The very creation of the SEC, in 1934, demonstrates that corporate America has long lacked a social conscience. The Federal Securities Act of 1933 underscored the need for corporate governance and regulation in the full disclosure of companies held for public offering (Cox, Thomas, and Kiku, 2003).

"When Congress returned in 1934 to complete the federal disclosure tapestry, it created express private causes of action for misleading reports filed with the Securities and Exchange Commission (SEC) as part of the newly enacted continuous disclosure requirements, (3) provided private recoveries for market manipulation, (4) and authorized suits on behalf of reporting companies for short-swing profits garnered by certain insiders (Cox, Thomas, and Kiku, 2003)."

The creation of the SEC as a government body for oversight arose out a recognition by the courts that private action was not enough to protect investors and consumers from the materially misleading representations of corporate America (Cox, Thomas, and Kiku, 2003). Since its creation, however, the numerous laws and regulations that have come to frame the world of corporate governance have exceeded the limits of manageable governance. By the time the SEC has identified a problem, pursued investigation of the corporate representations of public offering, performed forensic accounting, and compared potential corporate malfeasance to the Sarbanes-Oxley Act of 2002 (arising out of the Enron debacle); it can be years before the investigations and examinations of accounting practices are put into a coherent dialogue as to be able to swiftly bring to justice the perpetrators of fraud, much less give investors or potential investors a heads up that they have been swindled. In fact, it is the design of the SEC processes that they not go public with their investigations, because just the whisper of it on the wind could ostensibly bring on a frenzied selling of investments that could be more harmful than the fraud and malfeasance being investigated.

The request:
Copy out the passage on the creation and role of the SEC word for word, in full.

Data:
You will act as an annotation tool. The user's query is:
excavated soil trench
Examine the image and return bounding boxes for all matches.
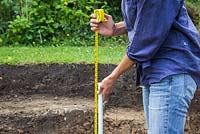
[0,64,200,134]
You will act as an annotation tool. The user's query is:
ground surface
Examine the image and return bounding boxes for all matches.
[0,64,200,134]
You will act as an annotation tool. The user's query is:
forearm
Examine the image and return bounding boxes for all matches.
[109,55,135,80]
[113,21,127,36]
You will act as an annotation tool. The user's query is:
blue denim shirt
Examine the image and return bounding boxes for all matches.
[121,0,200,85]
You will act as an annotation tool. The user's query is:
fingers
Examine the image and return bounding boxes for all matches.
[104,14,112,21]
[90,14,99,31]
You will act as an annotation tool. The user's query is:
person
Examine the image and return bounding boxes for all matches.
[90,0,200,134]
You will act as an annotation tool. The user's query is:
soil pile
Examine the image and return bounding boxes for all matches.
[0,64,200,134]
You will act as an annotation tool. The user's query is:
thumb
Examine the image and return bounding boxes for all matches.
[104,14,112,21]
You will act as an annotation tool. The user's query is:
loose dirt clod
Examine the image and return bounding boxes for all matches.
[0,64,200,134]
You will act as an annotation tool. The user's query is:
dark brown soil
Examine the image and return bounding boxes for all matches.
[0,64,200,134]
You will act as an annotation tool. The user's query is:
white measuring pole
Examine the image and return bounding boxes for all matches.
[98,83,103,134]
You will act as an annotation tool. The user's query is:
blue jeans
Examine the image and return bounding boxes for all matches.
[143,74,197,134]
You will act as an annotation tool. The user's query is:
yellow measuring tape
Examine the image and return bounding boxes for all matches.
[94,9,104,134]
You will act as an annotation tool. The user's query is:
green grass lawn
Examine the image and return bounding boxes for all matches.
[0,46,126,65]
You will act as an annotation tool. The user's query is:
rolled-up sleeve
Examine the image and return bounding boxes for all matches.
[127,0,183,63]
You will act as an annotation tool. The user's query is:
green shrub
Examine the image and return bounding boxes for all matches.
[0,0,121,45]
[0,0,200,46]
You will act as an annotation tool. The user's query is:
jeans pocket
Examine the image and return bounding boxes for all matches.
[185,75,197,101]
[171,74,197,99]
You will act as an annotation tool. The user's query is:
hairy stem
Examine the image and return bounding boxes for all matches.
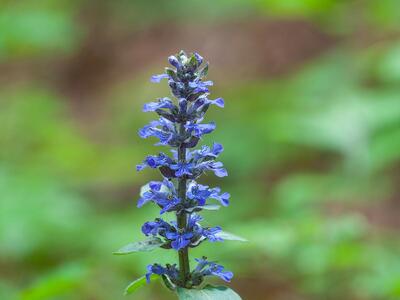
[176,124,190,287]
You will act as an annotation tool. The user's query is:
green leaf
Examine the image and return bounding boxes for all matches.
[125,274,159,295]
[177,285,242,300]
[215,231,247,242]
[113,237,164,255]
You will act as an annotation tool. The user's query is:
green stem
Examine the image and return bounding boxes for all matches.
[176,124,190,287]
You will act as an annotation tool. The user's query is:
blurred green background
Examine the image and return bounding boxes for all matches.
[0,0,400,300]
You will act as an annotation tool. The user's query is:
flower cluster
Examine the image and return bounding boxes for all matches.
[122,51,233,288]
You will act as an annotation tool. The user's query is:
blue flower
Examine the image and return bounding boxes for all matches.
[194,52,203,66]
[139,117,177,145]
[142,219,174,236]
[170,162,193,177]
[168,55,182,70]
[185,122,216,137]
[131,51,238,288]
[150,74,169,83]
[195,161,228,177]
[202,226,223,242]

Task solution:
The very creation of the SEC, in 1934, demonstrates that corporate America has long lacked a social conscience. The Federal Securities Act of 1933 underscored the need for corporate governance and regulation in the full disclosure of companies held for public offering (Cox, Thomas, and Kiku, 2003).

"When Congress returned in 1934 to complete the federal disclosure tapestry, it created express private causes of action for misleading reports filed with the Securities and Exchange Commission (SEC) as part of the newly enacted continuous disclosure requirements, (3) provided private recoveries for market manipulation, (4) and authorized suits on behalf of reporting companies for short-swing profits garnered by certain insiders (Cox, Thomas, and Kiku, 2003)."

The creation of the SEC as a government body for oversight arose out a recognition by the courts that private action was not enough to protect investors and consumers from the materially misleading representations of corporate America (Cox, Thomas, and Kiku, 2003). Since its creation, however, the numerous laws and regulations that have come to frame the world of corporate governance have exceeded the limits of manageable governance. By the time the SEC has identified a problem, pursued investigation of the corporate representations of public offering, performed forensic accounting, and compared potential corporate malfeasance to the Sarbanes-Oxley Act of 2002 (arising out of the Enron debacle); it can be years before the investigations and examinations of accounting practices are put into a coherent dialogue as to be able to swiftly bring to justice the perpetrators of fraud, much less give investors or potential investors a heads up that they have been swindled. In fact, it is the design of the SEC processes that they not go public with their investigations, because just the whisper of it on the wind could ostensibly bring on a frenzied selling of investments that could be more harmful than the fraud and malfeasance being investigated.